Rédigez la suite du texte sur les erreurs fréquentes dans les contrats de construction, en reprenant juste après sa dernière phrase.
:: Section du document
Auteur(s) : Elliot A. Smith, Jagriti Singh

Le 16 juillet 2019

Dans ce bulletin d’actualités

  • Définir les cinq erreurs fréquentes dans les contrats de construction
  • Déterminer les risques et les conséquences de telles erreurs
  • Offrir des modèles de contrat et autres solutions pour les éviter

Elliot Smith, associé du groupe Construction et infrastructure d’Osler, est ingénieur et possède plus de 10 ans d’expérience en négociation de contrats de construction. Il a récemment écrit un guide exhaustif, The Canadian Construction Contracts Guidebook, dans le but d’aider quiconque devant négocier un contrat de construction – avocats, propriétaires, entrepreneurs, consultants – dans le cadre d’un projet de construction.

Le contrat de construction est l’outil qui balise la relation entre un propriétaire et son entrepreneur ou directeur des travaux. Ce type de contrat demande réflexion, négociation et rédaction rigoureuses, car en plus de définir la relation entre les parties, il donne des précisions sur le projet, répartit les risques et prévoit les mécanismes pour les atténuer. Qu’il s’agisse de simples rénovations résidentielles ou d’un grand projet d’infrastructure, les parties vont généralement conclure une forme ou une autre de contrat écrit. Cela dit, nous y voyons trop souvent les erreurs suivantes.

1re erreur – Contrat à prix fixe ou à prix coûtant majoré?

Les contrats de construction à prix fixe sont les plus courants. Dès le début du projet, le propriétaire en connaît le coût avec une grande certitude. Cela signifie que le propriétaire et l’entrepreneur s’entendent sur les travaux à effectuer et conviennent d’un prix. Il existe donc peu de possibilités que l’entrepreneur puisse y apporter un changement. Aussi étonnant que cela puisse paraître, nous voyons souvent des contrats de construction flous – on ne sait pas vraiment s’ils sont à prix fixe ou à prix coûtant majoré.

Souvent, lorsqu’on fait appel à l’entrepreneur à la phase de la conception pour qu’il participe à la définition et à l’estimation des travaux, ce à la fin de la phase de conception qu’il présente son estimation finale du coût du projet. D’habitude, ces estimations tiennent compte de la tarification des sous-contractants, des imprévus, des travaux effectués par le propriétaire ou des conditions de travail générales, et d’une majoration pour couvrir les coûts indirects et générer des profits. En règle générale, le propriétaire va simplement « approuver » l’estimation en la signant au dos ou en produisant un bon de commande. Dans ces cas, la modalité commerciale de base – à savoir qu’il s’agit ou non d’un contrat à prix fixe – ne s’y trouve pas et le contexte n’est pas plus éclairant. Est-ce que le prix est un « budget prévisionnel » ou bien un prix fixe? Qui conservera l’argent des imprévus s’il n’y en a pas et qui paiera les dépassements de coûts? Même si on leur posait la question, les parties ne sauraient pas nécessairement ce dont elles ont convenu.
::::
:: Entrées répertoriées
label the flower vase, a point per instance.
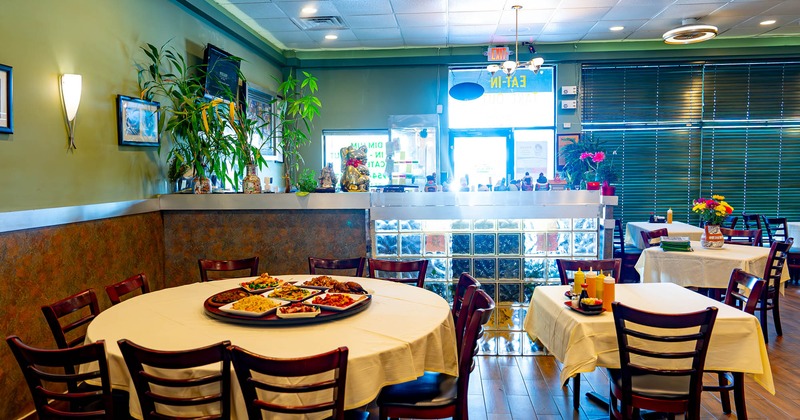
(202, 185)
(712, 237)
(251, 184)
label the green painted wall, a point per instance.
(100, 40)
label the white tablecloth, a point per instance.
(583, 342)
(633, 231)
(703, 267)
(405, 331)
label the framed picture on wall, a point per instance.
(137, 122)
(6, 100)
(260, 105)
(562, 140)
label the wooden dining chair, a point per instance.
(751, 237)
(627, 254)
(162, 395)
(777, 229)
(640, 384)
(68, 318)
(567, 268)
(744, 291)
(207, 266)
(257, 373)
(435, 395)
(126, 287)
(337, 264)
(770, 296)
(401, 270)
(649, 235)
(55, 384)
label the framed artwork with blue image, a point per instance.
(137, 122)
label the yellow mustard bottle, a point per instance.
(598, 288)
(579, 280)
(609, 290)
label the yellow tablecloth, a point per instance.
(633, 231)
(405, 331)
(583, 342)
(703, 267)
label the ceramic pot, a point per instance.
(712, 237)
(251, 184)
(202, 185)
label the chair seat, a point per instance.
(431, 389)
(655, 386)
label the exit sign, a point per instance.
(497, 54)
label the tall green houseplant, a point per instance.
(296, 106)
(195, 124)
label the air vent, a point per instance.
(319, 23)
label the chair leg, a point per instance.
(738, 395)
(724, 395)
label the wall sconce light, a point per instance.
(71, 98)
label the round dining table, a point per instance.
(404, 332)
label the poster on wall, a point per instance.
(6, 103)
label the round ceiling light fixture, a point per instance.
(690, 33)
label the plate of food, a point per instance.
(292, 293)
(298, 310)
(337, 301)
(227, 297)
(262, 284)
(253, 306)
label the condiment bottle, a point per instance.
(609, 290)
(580, 279)
(591, 283)
(598, 288)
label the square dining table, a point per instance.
(633, 231)
(703, 267)
(584, 342)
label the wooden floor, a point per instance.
(528, 387)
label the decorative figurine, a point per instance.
(527, 182)
(327, 179)
(355, 174)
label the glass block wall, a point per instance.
(510, 257)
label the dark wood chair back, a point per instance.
(649, 235)
(332, 363)
(158, 391)
(777, 229)
(228, 266)
(675, 390)
(751, 237)
(730, 222)
(68, 318)
(337, 264)
(742, 282)
(402, 269)
(567, 268)
(128, 286)
(49, 372)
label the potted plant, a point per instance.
(296, 106)
(195, 124)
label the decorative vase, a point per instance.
(251, 184)
(712, 237)
(202, 185)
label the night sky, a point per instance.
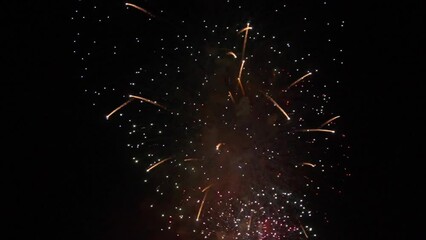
(68, 173)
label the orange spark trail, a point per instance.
(118, 108)
(207, 188)
(298, 80)
(278, 106)
(141, 9)
(155, 165)
(318, 130)
(230, 96)
(148, 101)
(201, 206)
(308, 164)
(232, 54)
(239, 78)
(329, 121)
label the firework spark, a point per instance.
(236, 162)
(140, 9)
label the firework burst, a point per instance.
(236, 140)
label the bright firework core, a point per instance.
(233, 147)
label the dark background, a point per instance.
(65, 178)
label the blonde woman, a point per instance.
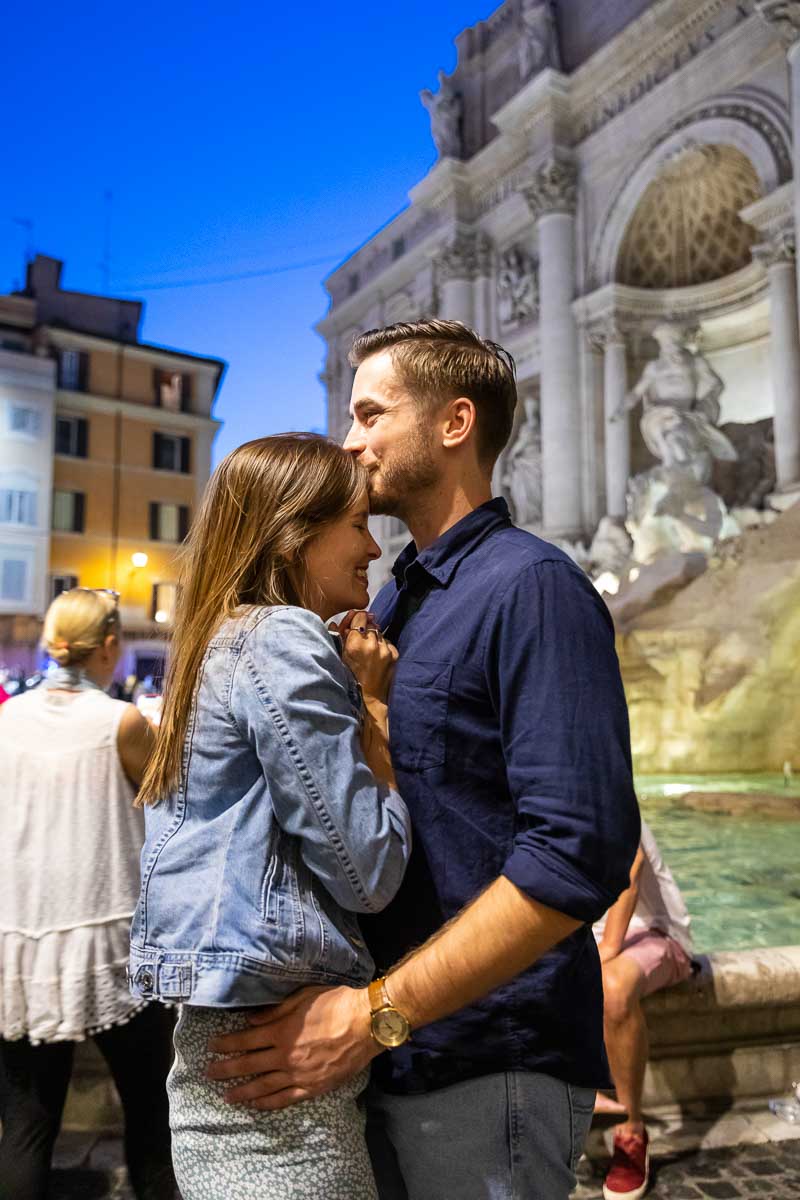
::::
Résultat ci-dessous:
Ce flou peut mener à d’importants différends si le coût du projet est nettement supérieur (ou inférieur) au prix convenu. Lorsque les parties ne savent pas trop ce qu’elles ont accepté au début du projet et qu’il est évident que le projet coûtera plus cher – ou moins cher – que le prix convenu, le propriétaire et l’entrepreneur vont naturellement penser que le contrat est à prix fixe ou remboursable, selon que l’écart leur soit favorable ou défavorable.

Les parties éviteraient facilement ce problème si elles concluaient un contrat en bonne et due forme, plutôt que de signer le dos de l’estimation de l’entrepreneur ou de produire un bon de commande. Même le contrat de construction le plus court donnerait de l’information claire à ce sujet. Si, pour une raison ou une autre, le propriétaire et l’entrepreneur ne peuvent pas conclure un tel contrat, ils devraient au moins indiquer clairement, sur le document (peu importe la forme), que le prix est fixe ou qu’il ne s’agit que d’une estimation.

2e erreur – Mauvaise application de la loi

Souvent, les parties contreviennent à la Loi sur la construction de l’Ontario et à toute loi similaire sur les privilèges d’autres provinces de l’une de ces trois façons : ils croient à tort qu’ils peuvent se soustraire à la loi; ils tentent de contourner la loi applicable à leur projet (p. ex., en changeant le pourcentage des retenues ou la durée des privilèges); ou ils tentent de se conformer à la loi, mais l’interprètent mal. Ces situations surviennent généralement lorsque les parties décident d’utiliser un modèle de contrat standard d’un autre territoire de compétence (p. ex., d’un état américain qui autorise la renonciation des privilèges, dispositions qui sont habituellement non exécutoires au Canada), ou d’éviter la loi sur les privilèges applicable parce qu’il serait préférable de le faire d’un point de vue commercial.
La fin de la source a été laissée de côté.